**Consigne 1**. Reprenez mot pour mot le passage du texte sur la planétarisation qui va de "À nous de penser" jusqu'à "le Principe espérance.".

**Texte à lire**.
★ ★ ★ ★

L’anthropologie, la psychothérapie relationnelle s’y trouve englobée, comment penser l’humanité de l’humanité sans l’inclure dans l’humanité ? À propos de globalisation, terme auquel Augé préfère planétarisation, ce en quoi nous avons plaisir à le rejoindre, l’idée de village planétaire est trompeuse car plus ça va plus le village devient muséal (dans le meilleur des cas) et la ville tentaculaire, lieu de vie des ruraux et migrants précipités dans la grande malevie ceinturant les mégapoles. Pourtant la revendication villageoise, sa nostalgie demeure, et les vieux urbains se plaisent à décrire les villages juxtaposés constitutifs du tissu hyperurbain du lieu de leur résidence.
Certes on peut rêver de nouveaux villages, d’une nouvelle campagne (et même de nouvelles villes) et de nouveaux cultivateurs comme on disait dans le temps, et d’une vie commune ajustée à l’écologie, à échelle humaine, mais suivons seulement Augé où présentement il nous emmène.
Restons lucides, notre psychothérapie relationnelle s’adresse généralement, dans la classification qu’il nous propose, aux consommateurs, avec quelques exceptions pour les exclus haut de gamme (qui ont moins accès au vieillissement, ont la culture et de quoi payer une poignée parfois vraiment minimaliste d’€). La grande misère elle est traitée par les prisons (retour au XIXème siècle), la moyenne misère, la pauvreté, par les CMP, la psychiatrie de secteur. Les puissants ont les moyens, sauf exception par le cheminement culturel, d’oublier de se préoccuper du sens de leur être et de leur vie, occupés à jouir de leur aliénation, et à gérer leur part de gâteau.
Luciano Movio/SINTESI/SIPA
La démocratie et les Lumières dont nous héritons, repensées après le soubresaut du fascisme, sont indispensables à notre psychothérapie relationnelle, et à une progression des Terriens. Cela passe par la laïcité, laquelle a pour corollaire une sortie du religieux, peut-être plus complexe que ce que s’imagine Marc Augé, et qui ne s’effectue pas sans soubresauts en effet et hoquets de violence spectaculaires.
À nous de penser l’histoire à périodisation large, pour récupérer la capacité de sagesse nécessaire à notre exercice et à nos contemporains, à ce moment de transition que nous traversons, pas toujours si facile à appréhender. Au quotidien de la Menace présenter le visage inquiet et suffisamment apaisé de celui qui a effectué le travail sur soi qui permet d’avancer non sans peine mais avec la capacité encore d’actionner le Principe espérance.
propos recueillis par Macha Séry© Le Monde
Il a existé des formes partielles de mondialisation dans le passé, soit des tentatives d’hégémonie politique – le monde grec, les empires coloniaux, par exemple. Dans sa définition initiale, la globalisation vise à décrire les technologies de la communication et les mécanismes de l’économie de marché. Je propose, pour ma part, le terme de « planétarisation », afin de mieux signifier la consistance géographique, mieux, géologique, qu’est la planète. La conquête spatiale, qui se limite pour l’instant à la proche banlieue de la Terre (la Lune, Mars), et la découverte de notre planète comme paysage vu depuis les satellites d’observation ont changé la donne. De même que l’urbanisation massive, partout. En ce sens, l’expression « village global » est erronée. Autre changement d’échelle qu’on oublie souvent de rappeler : la croissance démographique. La population mondiale d’il y a cent ans équivaut à la population de la Chine aujourd’hui. Et avec l’espérance de vie, on voit parfois coexister quatre générations.

★ ★ ★ ★

**Données enregistrées**.

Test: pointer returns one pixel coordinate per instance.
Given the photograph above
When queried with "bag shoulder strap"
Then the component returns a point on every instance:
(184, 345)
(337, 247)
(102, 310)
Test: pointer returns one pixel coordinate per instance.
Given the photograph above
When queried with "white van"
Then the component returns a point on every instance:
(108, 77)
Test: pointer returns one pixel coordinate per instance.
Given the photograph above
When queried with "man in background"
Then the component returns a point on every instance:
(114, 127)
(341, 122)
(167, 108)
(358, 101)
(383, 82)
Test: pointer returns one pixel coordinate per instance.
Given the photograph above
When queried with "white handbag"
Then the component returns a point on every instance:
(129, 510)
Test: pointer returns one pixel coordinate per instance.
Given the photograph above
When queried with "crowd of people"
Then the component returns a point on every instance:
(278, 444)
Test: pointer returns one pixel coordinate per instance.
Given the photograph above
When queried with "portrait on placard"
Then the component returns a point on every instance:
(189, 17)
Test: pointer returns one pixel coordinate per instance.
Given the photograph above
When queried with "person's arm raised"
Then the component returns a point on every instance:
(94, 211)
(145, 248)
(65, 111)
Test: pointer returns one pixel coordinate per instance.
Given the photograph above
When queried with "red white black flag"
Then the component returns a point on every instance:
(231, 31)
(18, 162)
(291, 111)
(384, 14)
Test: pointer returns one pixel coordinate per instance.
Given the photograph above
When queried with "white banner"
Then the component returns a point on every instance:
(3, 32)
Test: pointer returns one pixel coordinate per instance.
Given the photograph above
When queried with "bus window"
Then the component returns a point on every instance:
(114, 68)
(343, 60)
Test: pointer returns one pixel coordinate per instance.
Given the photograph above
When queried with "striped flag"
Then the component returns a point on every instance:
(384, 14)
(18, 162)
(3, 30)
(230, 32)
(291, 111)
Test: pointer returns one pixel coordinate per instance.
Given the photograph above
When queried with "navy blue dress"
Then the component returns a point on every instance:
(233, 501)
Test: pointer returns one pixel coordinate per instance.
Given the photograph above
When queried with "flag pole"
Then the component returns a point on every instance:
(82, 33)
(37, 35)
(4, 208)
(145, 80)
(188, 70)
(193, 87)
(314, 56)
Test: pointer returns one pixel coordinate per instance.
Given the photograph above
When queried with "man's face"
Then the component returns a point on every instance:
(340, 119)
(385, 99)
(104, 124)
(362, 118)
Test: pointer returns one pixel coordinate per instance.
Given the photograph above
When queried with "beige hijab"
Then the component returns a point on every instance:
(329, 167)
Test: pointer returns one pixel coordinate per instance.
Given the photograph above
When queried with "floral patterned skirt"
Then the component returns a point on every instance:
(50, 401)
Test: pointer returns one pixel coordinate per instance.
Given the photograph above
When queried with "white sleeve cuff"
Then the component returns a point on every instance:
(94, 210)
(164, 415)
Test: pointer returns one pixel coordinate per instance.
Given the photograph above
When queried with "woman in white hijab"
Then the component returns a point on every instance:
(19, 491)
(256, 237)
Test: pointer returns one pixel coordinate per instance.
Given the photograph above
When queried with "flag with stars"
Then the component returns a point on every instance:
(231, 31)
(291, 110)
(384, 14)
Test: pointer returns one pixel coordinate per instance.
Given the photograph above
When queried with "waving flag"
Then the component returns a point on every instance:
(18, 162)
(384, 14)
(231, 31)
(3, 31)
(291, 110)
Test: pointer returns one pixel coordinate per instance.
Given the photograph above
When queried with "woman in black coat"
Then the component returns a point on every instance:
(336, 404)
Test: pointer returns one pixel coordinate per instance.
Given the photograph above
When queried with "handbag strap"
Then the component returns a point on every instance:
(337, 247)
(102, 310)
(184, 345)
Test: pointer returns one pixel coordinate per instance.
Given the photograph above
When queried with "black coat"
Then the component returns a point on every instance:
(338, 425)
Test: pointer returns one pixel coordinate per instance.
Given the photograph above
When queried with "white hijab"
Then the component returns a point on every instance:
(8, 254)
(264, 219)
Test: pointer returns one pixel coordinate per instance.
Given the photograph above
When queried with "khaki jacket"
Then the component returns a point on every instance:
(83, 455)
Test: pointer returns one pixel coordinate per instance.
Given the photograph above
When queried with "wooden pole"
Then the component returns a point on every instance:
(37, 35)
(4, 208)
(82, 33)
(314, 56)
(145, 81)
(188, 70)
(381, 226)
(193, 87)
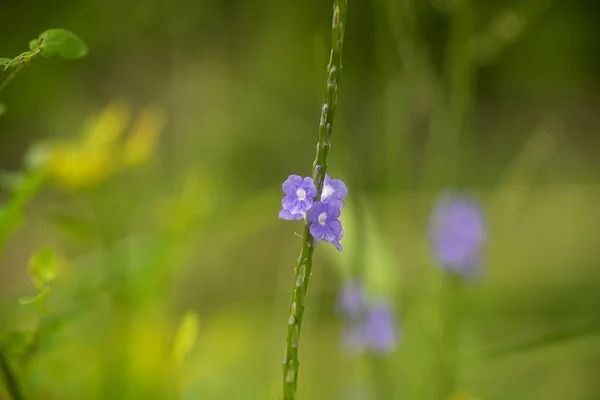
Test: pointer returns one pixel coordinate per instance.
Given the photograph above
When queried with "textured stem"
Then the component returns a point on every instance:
(10, 379)
(15, 72)
(460, 76)
(452, 309)
(304, 264)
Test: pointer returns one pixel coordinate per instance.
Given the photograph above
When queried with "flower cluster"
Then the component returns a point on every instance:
(458, 233)
(372, 323)
(299, 203)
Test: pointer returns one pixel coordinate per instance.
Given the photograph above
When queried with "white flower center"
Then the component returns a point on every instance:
(328, 191)
(301, 193)
(322, 218)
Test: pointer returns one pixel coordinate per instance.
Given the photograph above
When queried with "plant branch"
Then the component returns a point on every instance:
(304, 264)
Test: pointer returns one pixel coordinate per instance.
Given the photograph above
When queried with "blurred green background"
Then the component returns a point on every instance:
(499, 98)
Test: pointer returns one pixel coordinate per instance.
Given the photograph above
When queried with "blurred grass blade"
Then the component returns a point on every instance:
(186, 336)
(590, 328)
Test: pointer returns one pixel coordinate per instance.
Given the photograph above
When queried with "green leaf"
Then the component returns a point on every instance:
(63, 42)
(185, 339)
(16, 343)
(43, 267)
(11, 180)
(39, 300)
(78, 227)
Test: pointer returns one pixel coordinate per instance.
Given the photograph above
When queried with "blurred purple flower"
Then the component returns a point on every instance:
(351, 299)
(379, 327)
(371, 325)
(298, 199)
(325, 224)
(458, 233)
(334, 191)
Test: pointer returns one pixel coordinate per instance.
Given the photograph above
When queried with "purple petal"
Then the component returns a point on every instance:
(337, 245)
(284, 214)
(309, 186)
(332, 210)
(336, 229)
(328, 234)
(316, 210)
(317, 231)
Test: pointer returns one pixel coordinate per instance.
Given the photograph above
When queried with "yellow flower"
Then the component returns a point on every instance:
(101, 150)
(463, 396)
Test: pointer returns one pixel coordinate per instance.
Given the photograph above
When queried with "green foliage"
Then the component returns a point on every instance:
(43, 267)
(186, 336)
(62, 42)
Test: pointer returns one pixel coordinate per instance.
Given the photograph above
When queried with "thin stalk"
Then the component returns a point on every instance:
(452, 311)
(10, 378)
(460, 77)
(24, 61)
(302, 270)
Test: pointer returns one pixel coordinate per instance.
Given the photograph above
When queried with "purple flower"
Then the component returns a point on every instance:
(334, 191)
(351, 299)
(298, 199)
(325, 224)
(371, 324)
(379, 327)
(458, 233)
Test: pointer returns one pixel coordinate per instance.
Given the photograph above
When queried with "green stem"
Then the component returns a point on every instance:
(15, 72)
(10, 378)
(452, 309)
(304, 263)
(460, 83)
(381, 381)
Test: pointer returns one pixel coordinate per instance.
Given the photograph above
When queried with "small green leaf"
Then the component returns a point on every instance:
(39, 300)
(185, 339)
(63, 42)
(10, 180)
(43, 267)
(78, 227)
(16, 343)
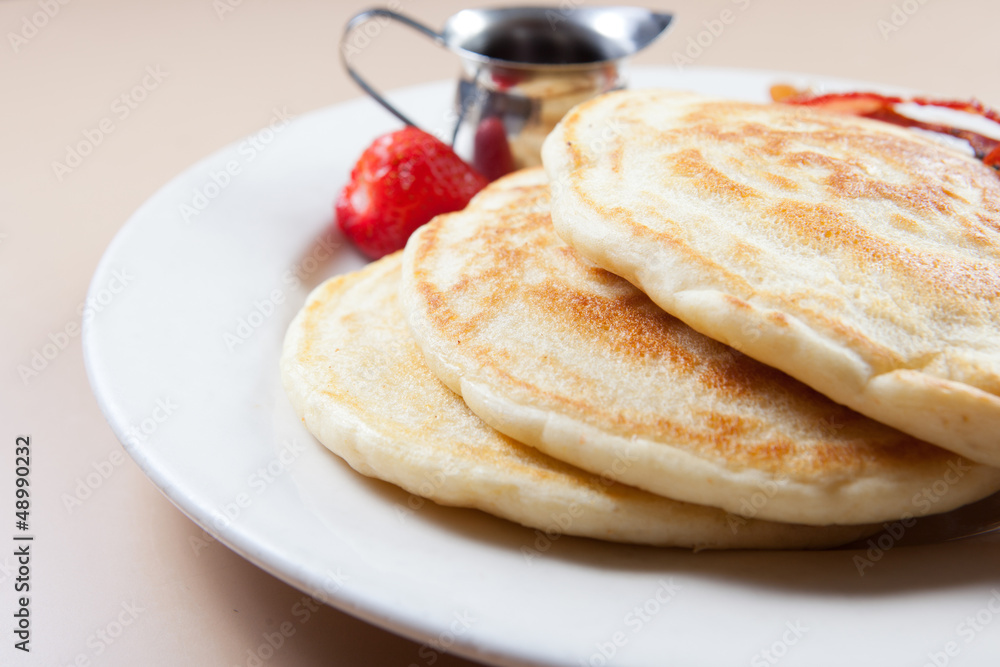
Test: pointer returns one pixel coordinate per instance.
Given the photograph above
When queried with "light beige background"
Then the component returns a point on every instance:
(224, 74)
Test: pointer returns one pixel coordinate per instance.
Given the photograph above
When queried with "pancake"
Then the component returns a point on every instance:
(357, 379)
(577, 362)
(861, 258)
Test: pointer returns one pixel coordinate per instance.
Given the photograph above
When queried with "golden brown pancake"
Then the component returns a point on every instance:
(859, 257)
(565, 356)
(357, 379)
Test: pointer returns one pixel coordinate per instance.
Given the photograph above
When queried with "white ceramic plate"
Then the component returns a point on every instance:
(183, 358)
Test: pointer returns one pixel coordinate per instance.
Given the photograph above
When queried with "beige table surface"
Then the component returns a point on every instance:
(126, 551)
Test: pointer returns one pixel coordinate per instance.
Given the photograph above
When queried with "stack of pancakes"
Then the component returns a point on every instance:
(706, 324)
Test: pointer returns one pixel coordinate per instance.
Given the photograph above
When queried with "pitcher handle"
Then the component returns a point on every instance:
(364, 17)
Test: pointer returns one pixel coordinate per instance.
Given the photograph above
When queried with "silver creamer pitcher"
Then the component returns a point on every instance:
(523, 68)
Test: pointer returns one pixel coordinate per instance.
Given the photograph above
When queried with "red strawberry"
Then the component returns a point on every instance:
(400, 182)
(491, 153)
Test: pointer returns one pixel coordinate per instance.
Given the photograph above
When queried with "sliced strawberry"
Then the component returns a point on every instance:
(401, 181)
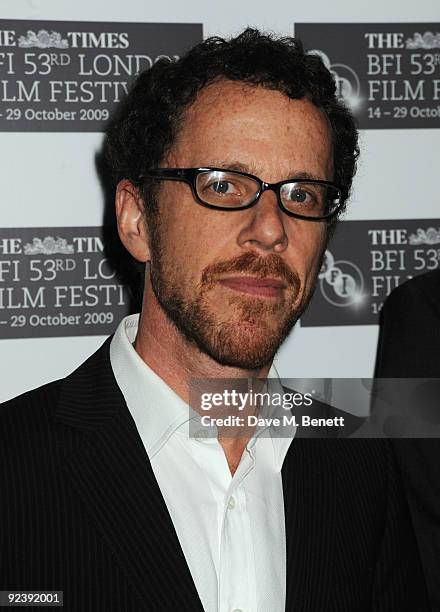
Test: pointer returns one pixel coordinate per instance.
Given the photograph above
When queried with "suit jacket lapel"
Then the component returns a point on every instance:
(310, 505)
(111, 472)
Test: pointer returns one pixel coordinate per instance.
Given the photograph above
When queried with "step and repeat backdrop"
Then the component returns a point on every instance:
(64, 284)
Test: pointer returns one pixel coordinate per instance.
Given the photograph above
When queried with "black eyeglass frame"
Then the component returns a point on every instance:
(189, 176)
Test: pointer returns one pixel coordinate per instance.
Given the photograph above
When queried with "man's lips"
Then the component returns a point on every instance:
(267, 287)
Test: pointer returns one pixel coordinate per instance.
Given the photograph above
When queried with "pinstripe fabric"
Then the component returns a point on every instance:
(81, 512)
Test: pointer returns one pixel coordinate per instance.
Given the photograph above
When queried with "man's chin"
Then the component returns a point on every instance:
(246, 346)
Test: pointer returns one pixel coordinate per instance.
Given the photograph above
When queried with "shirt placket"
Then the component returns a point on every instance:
(237, 589)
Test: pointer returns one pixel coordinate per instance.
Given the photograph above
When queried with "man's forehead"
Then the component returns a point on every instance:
(236, 124)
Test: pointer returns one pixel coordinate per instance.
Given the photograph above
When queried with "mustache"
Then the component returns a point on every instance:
(270, 266)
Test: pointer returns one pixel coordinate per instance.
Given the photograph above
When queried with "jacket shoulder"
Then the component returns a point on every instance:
(423, 288)
(31, 408)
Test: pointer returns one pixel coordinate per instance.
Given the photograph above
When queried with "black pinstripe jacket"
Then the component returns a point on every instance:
(81, 512)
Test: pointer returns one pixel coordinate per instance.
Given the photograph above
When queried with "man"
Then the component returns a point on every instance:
(108, 497)
(409, 346)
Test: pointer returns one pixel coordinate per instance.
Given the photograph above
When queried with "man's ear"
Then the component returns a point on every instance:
(132, 226)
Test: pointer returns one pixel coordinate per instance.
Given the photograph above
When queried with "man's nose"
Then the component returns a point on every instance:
(265, 227)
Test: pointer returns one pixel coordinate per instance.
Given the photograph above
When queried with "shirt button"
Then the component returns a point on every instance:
(201, 435)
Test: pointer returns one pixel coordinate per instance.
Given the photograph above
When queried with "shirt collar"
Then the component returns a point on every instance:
(156, 409)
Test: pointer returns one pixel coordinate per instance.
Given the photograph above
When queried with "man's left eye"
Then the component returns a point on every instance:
(222, 187)
(300, 196)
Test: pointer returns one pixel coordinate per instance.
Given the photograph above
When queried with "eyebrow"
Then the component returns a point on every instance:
(240, 167)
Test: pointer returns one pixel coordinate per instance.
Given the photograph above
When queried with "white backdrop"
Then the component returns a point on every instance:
(49, 179)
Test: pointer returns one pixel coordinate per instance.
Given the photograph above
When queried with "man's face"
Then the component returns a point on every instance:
(235, 282)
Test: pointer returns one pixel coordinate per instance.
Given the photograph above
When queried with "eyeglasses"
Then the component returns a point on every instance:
(310, 199)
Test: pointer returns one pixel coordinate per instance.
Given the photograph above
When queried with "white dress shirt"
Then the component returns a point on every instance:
(231, 528)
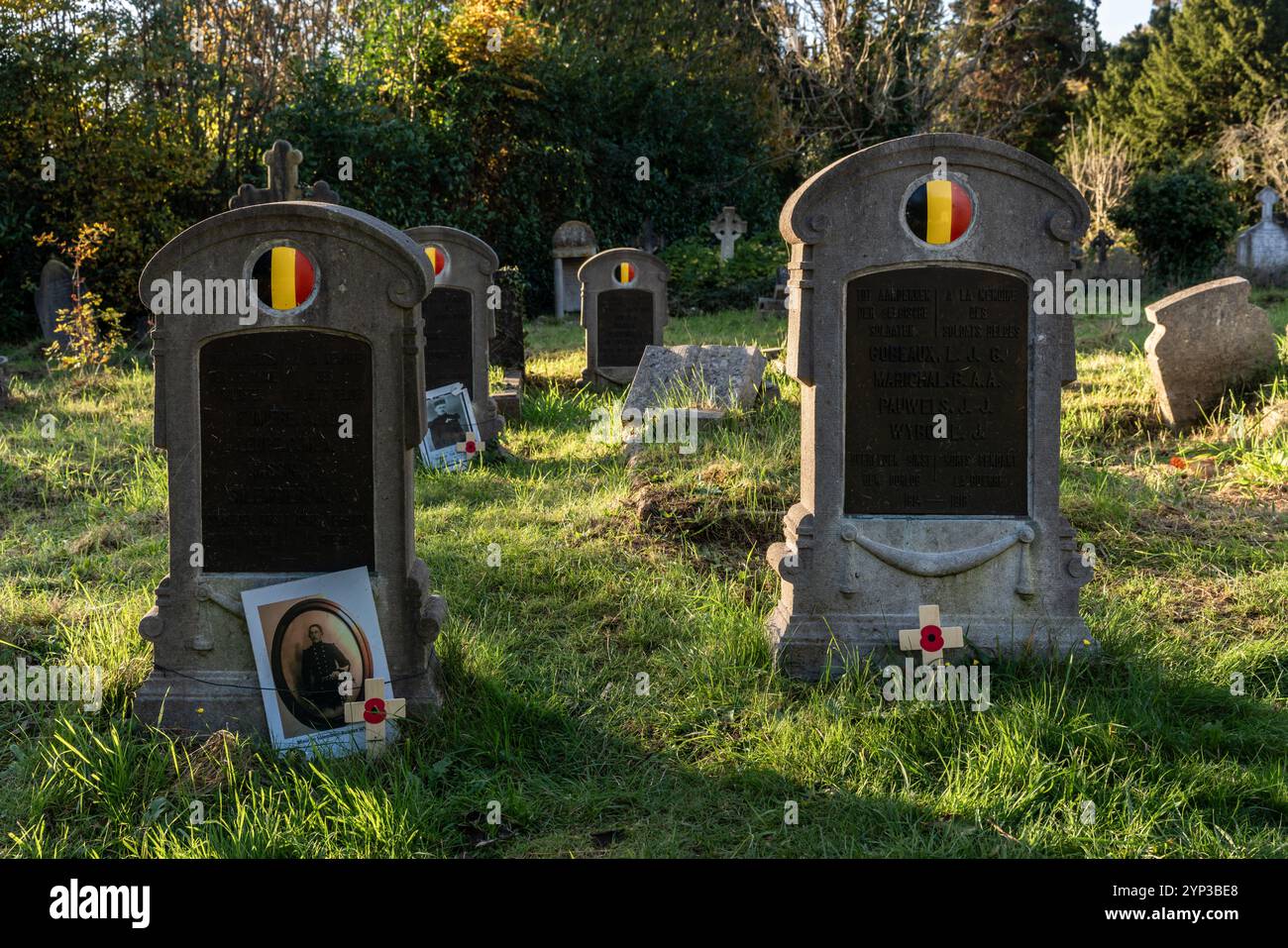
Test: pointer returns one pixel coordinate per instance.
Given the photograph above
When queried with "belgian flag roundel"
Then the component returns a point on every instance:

★ ★ ★ ★

**Consigne 2**. Affichez chacune des lignes des enregistrements où figure le mot "shoulder".

**Réponse 1**.
À nous de penser l’histoire à périodisation large, pour récupérer la capacité de sagesse nécessaire à notre exercice et à nos contemporains, à ce moment de transition que nous traversons, pas toujours si facile à appréhender. Au quotidien de la Menace présenter le visage inquiet et suffisamment apaisé de celui qui a effectué le travail sur soi qui permet d’avancer non sans peine mais avec la capacité encore d’actionner le Principe espérance.

**Réponse 2**.
When queried with "bag shoulder strap"
When queried with "jacket shoulder"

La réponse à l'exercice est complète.